Extracted data entries:
Start of Block

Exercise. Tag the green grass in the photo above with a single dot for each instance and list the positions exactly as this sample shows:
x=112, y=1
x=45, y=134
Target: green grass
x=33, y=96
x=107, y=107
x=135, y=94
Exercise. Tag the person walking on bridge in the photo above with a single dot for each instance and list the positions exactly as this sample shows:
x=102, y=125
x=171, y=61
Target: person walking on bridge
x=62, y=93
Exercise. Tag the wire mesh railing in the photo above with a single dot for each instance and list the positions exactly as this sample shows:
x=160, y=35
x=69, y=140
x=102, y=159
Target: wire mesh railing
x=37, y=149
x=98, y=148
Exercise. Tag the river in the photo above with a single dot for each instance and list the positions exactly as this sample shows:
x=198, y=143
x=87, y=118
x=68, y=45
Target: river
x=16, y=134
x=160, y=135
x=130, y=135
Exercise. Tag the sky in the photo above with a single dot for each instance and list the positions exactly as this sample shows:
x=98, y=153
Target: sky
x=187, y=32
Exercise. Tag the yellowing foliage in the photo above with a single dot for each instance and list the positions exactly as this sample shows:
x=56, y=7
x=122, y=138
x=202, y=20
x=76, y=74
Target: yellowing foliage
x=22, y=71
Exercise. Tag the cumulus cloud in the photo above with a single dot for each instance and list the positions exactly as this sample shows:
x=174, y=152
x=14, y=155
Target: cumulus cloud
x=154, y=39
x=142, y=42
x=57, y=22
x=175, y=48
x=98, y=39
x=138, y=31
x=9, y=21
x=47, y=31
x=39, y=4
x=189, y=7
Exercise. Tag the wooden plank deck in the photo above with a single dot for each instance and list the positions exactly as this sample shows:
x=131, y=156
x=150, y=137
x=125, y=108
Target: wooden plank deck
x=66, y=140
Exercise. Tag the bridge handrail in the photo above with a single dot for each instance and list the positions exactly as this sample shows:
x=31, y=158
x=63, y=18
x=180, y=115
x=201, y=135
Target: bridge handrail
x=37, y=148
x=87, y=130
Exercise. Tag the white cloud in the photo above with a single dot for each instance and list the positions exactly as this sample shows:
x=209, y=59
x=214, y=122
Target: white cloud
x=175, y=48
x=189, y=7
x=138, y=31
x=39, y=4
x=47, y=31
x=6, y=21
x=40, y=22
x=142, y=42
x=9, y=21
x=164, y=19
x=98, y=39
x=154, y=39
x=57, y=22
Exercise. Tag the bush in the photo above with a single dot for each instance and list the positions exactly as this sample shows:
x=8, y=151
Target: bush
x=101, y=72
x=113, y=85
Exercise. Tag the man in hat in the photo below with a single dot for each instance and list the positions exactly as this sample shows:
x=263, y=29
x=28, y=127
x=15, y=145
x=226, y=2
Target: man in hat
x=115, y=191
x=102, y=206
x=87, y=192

End of Block

**WORK INSTRUCTIONS**
Copy out all the entries exactly once more.

**RESPONSE AREA**
Exercise. Tag the green grass in the photo above with a single dot for each instance and list the positions exactly as this sample shows:
x=112, y=1
x=45, y=134
Target: green grass
x=33, y=96
x=107, y=107
x=135, y=94
Exercise. Tag the person walking on bridge in the photo above with a single dot for each instance and list the positions exactly as this sample shows:
x=102, y=125
x=171, y=61
Target: person walking on bridge
x=62, y=93
Exercise. Tag the wire mesh railing in the photo above with a single dot for each instance and list the positions exactly as this sample shows:
x=160, y=35
x=69, y=140
x=102, y=159
Target: wire mesh railing
x=37, y=149
x=98, y=148
Exercise. Tag the river in the photo above with a single dot for each instance and list the positions exactly as this sample shows:
x=198, y=143
x=87, y=118
x=68, y=45
Target: river
x=16, y=134
x=160, y=135
x=130, y=135
Exercise. Tag the sky in the photo above with a single dot for each instance and list the positions exactly as this sample shows:
x=98, y=153
Target: sky
x=187, y=32
Exercise. Tag the yellowing foliage in the photo above with a single dot for each instance and list the positions exactly as this sample shows:
x=56, y=7
x=122, y=138
x=202, y=20
x=76, y=74
Target: yellowing foliage
x=22, y=71
Exercise. Tag the cumulus cloud in the photo above with a single dot for each instance and list the positions exactly as this sample shows:
x=174, y=152
x=14, y=155
Target: cumulus cloud
x=154, y=39
x=142, y=42
x=57, y=22
x=175, y=48
x=98, y=39
x=138, y=31
x=9, y=21
x=47, y=31
x=39, y=4
x=189, y=7
Exercise. Tag the wooden plank deck in the photo above with a single dot for each instance and list the positions exactly as this sample shows:
x=131, y=156
x=150, y=137
x=125, y=108
Target: wooden plank deck
x=66, y=140
Exercise. Tag the bridge handrail in the photo above with a single dot for each instance and list the positions exactly as this sample shows:
x=31, y=158
x=63, y=18
x=180, y=115
x=201, y=135
Target: bridge handrail
x=37, y=148
x=87, y=130
Exercise. Tag the white cloud in the photo above with a single dot for each instance and list the positions exactly as this sample shows:
x=209, y=59
x=214, y=122
Target: white cloud
x=175, y=48
x=189, y=7
x=138, y=31
x=39, y=4
x=47, y=31
x=6, y=21
x=40, y=22
x=142, y=42
x=9, y=21
x=164, y=19
x=98, y=39
x=154, y=39
x=57, y=22
Exercise. Tag the bush in the photo above with a single dot for each instance and list the positions exactly as this sample shows:
x=8, y=151
Target: bush
x=101, y=72
x=113, y=85
Exercise. Tag the man in hat in the photo below with a single dot for each instance and list the positions exactly as this sample shows:
x=263, y=29
x=28, y=127
x=15, y=145
x=226, y=2
Target: man in hat
x=115, y=191
x=102, y=206
x=87, y=192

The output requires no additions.